Data extracts:

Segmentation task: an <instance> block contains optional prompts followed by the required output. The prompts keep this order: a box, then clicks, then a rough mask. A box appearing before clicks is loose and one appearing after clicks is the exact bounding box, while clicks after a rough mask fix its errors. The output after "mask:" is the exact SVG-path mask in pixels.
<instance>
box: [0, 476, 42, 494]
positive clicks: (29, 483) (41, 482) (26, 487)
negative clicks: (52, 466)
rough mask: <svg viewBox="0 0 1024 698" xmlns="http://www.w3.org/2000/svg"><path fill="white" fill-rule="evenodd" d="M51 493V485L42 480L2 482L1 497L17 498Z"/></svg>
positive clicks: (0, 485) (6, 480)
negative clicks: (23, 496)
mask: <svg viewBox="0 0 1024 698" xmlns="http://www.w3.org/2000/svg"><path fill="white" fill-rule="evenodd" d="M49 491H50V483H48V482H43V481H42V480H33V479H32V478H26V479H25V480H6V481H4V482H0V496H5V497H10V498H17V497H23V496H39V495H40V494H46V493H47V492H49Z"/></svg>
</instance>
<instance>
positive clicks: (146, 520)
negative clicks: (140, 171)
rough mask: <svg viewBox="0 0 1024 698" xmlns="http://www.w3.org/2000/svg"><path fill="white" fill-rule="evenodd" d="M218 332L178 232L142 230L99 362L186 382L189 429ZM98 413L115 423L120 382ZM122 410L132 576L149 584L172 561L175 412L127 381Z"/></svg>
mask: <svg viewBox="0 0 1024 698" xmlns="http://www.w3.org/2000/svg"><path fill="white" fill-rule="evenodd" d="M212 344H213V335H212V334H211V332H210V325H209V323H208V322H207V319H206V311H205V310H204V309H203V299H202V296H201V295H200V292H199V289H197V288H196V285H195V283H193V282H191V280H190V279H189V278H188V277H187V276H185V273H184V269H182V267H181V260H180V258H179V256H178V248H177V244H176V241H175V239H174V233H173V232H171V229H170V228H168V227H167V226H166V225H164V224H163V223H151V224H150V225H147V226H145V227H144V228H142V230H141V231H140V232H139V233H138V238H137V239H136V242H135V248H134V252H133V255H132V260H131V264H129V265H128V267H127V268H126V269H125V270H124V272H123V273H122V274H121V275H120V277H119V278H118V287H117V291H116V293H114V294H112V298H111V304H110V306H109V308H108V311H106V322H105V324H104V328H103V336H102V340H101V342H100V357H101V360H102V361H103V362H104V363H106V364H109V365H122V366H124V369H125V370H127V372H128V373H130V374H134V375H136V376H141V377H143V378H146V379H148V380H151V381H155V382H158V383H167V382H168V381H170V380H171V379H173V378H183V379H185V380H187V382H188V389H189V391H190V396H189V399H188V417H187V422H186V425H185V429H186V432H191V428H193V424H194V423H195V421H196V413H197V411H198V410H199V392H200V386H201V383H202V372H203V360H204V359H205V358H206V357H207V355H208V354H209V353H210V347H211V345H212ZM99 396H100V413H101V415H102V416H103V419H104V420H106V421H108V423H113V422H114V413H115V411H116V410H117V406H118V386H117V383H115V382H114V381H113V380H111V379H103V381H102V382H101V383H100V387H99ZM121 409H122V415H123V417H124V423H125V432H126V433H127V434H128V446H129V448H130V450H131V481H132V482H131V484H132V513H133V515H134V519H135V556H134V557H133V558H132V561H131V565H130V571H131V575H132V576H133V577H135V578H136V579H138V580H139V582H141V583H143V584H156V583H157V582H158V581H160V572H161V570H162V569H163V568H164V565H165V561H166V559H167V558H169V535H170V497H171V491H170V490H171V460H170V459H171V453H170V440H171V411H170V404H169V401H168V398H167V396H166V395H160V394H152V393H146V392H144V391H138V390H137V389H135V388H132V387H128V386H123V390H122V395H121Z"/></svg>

Task statement:
Write out the data once more, word for word.

Answer box:
Segmentation task: an <instance> block contains optional prompts followed by the required output. The prompts keep this order: a box, then clicks, then a rough mask. A box appearing before clicks is loose and one appearing after clicks is the exact bounding box, while clicks after a rough mask fix its errors. The output after "mask:" is the exact SVG-path mask in pixels.
<instance>
box: [0, 476, 42, 494]
positive clicks: (29, 483) (41, 482) (26, 487)
negative clicks: (52, 466)
rough mask: <svg viewBox="0 0 1024 698" xmlns="http://www.w3.org/2000/svg"><path fill="white" fill-rule="evenodd" d="M51 493V485L42 480L2 482L1 497L17 498Z"/></svg>
positive clicks: (0, 485) (6, 480)
negative clicks: (23, 496)
mask: <svg viewBox="0 0 1024 698" xmlns="http://www.w3.org/2000/svg"><path fill="white" fill-rule="evenodd" d="M49 491H50V483H48V482H43V481H42V480H33V479H32V478H26V479H25V480H6V481H4V482H0V496H5V497H10V498H17V497H23V496H39V495H40V494H46V493H47V492H49Z"/></svg>
</instance>
<instance>
positive clicks: (146, 520)
negative clicks: (140, 171)
rough mask: <svg viewBox="0 0 1024 698" xmlns="http://www.w3.org/2000/svg"><path fill="white" fill-rule="evenodd" d="M218 332L178 232L142 230L99 362L186 382L189 429ZM98 413L115 423L120 382ZM122 410L132 576L149 584L172 561L175 412L127 381Z"/></svg>
mask: <svg viewBox="0 0 1024 698" xmlns="http://www.w3.org/2000/svg"><path fill="white" fill-rule="evenodd" d="M212 344H213V335H212V334H211V332H210V325H209V323H208V322H207V319H206V311H205V310H204V309H203V299H202V296H201V295H200V292H199V289H197V288H196V285H195V283H193V282H191V280H190V279H189V278H188V277H187V276H185V273H184V269H182V267H181V260H180V258H179V256H178V248H177V244H176V241H175V239H174V233H173V232H171V229H170V228H168V227H167V226H166V225H164V224H163V223H151V224H150V225H147V226H145V227H144V228H142V230H141V231H140V232H139V233H138V238H137V239H136V242H135V248H134V252H133V255H132V260H131V264H129V265H128V267H127V268H126V269H125V270H124V272H123V273H122V274H121V275H120V277H119V278H118V287H117V291H116V293H114V294H112V298H111V304H110V306H109V308H108V311H106V322H105V324H104V328H103V336H102V340H101V342H100V357H101V360H102V361H103V362H104V363H106V364H109V365H122V366H124V369H125V370H127V372H128V373H130V374H134V375H136V376H141V377H143V378H146V379H148V380H151V381H155V382H158V383H167V382H168V381H170V380H171V379H173V378H183V379H185V380H187V382H188V389H189V391H190V396H189V399H188V417H187V422H186V425H185V429H186V432H191V428H193V424H194V423H195V421H196V413H197V411H198V410H199V392H200V386H201V383H202V372H203V360H204V359H205V358H206V357H207V355H208V354H209V353H210V347H211V345H212ZM99 396H100V413H101V415H102V416H103V419H104V420H106V421H108V423H113V422H114V413H115V411H116V410H117V406H118V386H117V383H115V382H114V381H113V380H111V379H103V381H102V382H101V383H100V387H99ZM121 409H122V415H123V417H124V423H125V432H126V433H127V434H128V446H129V448H130V450H131V481H132V482H131V484H132V513H133V515H134V519H135V556H134V557H133V558H132V561H131V565H130V571H131V575H132V576H133V577H135V578H136V579H138V580H139V582H141V583H143V584H156V583H157V582H158V581H160V572H161V570H162V569H163V568H164V565H165V561H166V559H167V558H169V535H170V497H171V491H170V490H171V460H170V459H171V453H170V440H171V411H170V404H169V401H168V398H167V396H166V395H160V394H152V393H146V392H144V391H138V390H137V389H135V388H132V387H128V386H123V390H122V395H121Z"/></svg>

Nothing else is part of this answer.